TASK →
Convert every line of the rows below into a numbered list, skipping blank lines. Leave the pictures out of the result.

AVAILABLE RECORDS →
---+---

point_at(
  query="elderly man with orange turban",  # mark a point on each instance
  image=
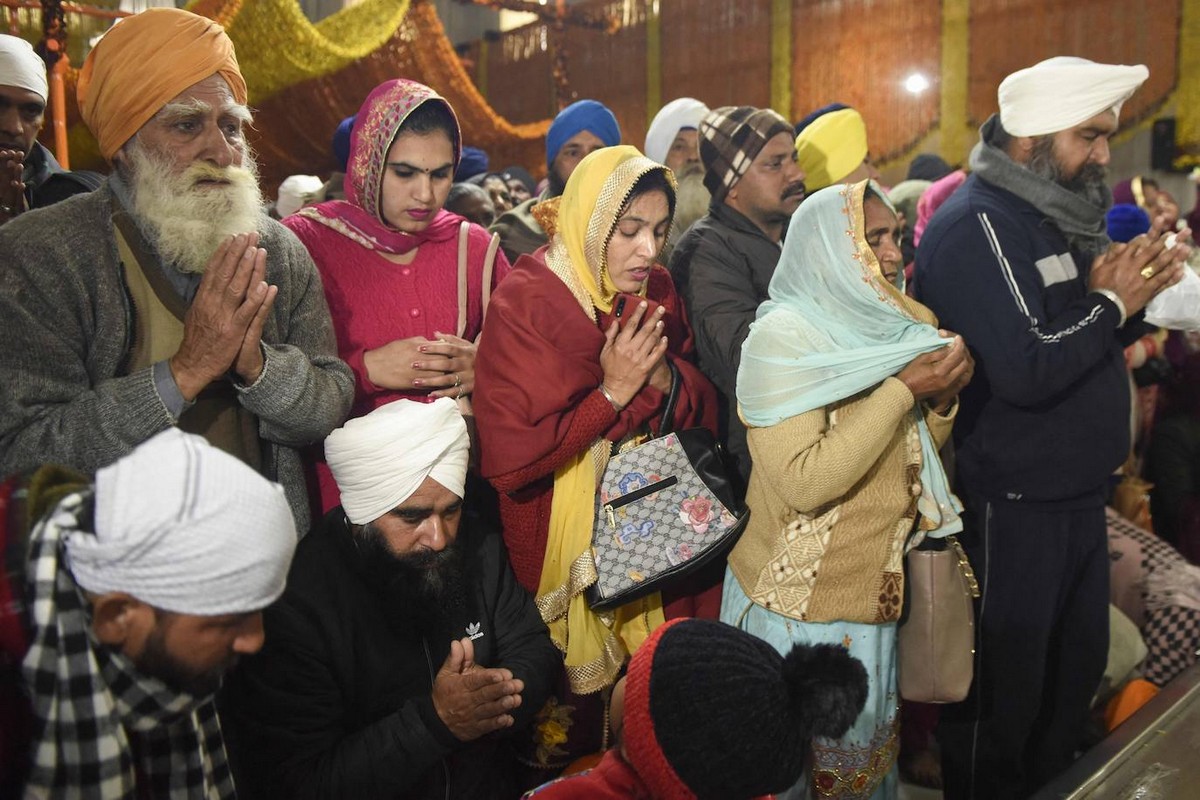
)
(166, 298)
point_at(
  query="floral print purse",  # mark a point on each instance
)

---+---

ANSWER TO THIS TASK →
1. point_at(
2.   query="elderly man with orange turban",  # mark a point on each instance
3.   image=
4. )
5. (166, 298)
6. point_at(
7.   query="floral print purse",  # mark a point on each instance
8. )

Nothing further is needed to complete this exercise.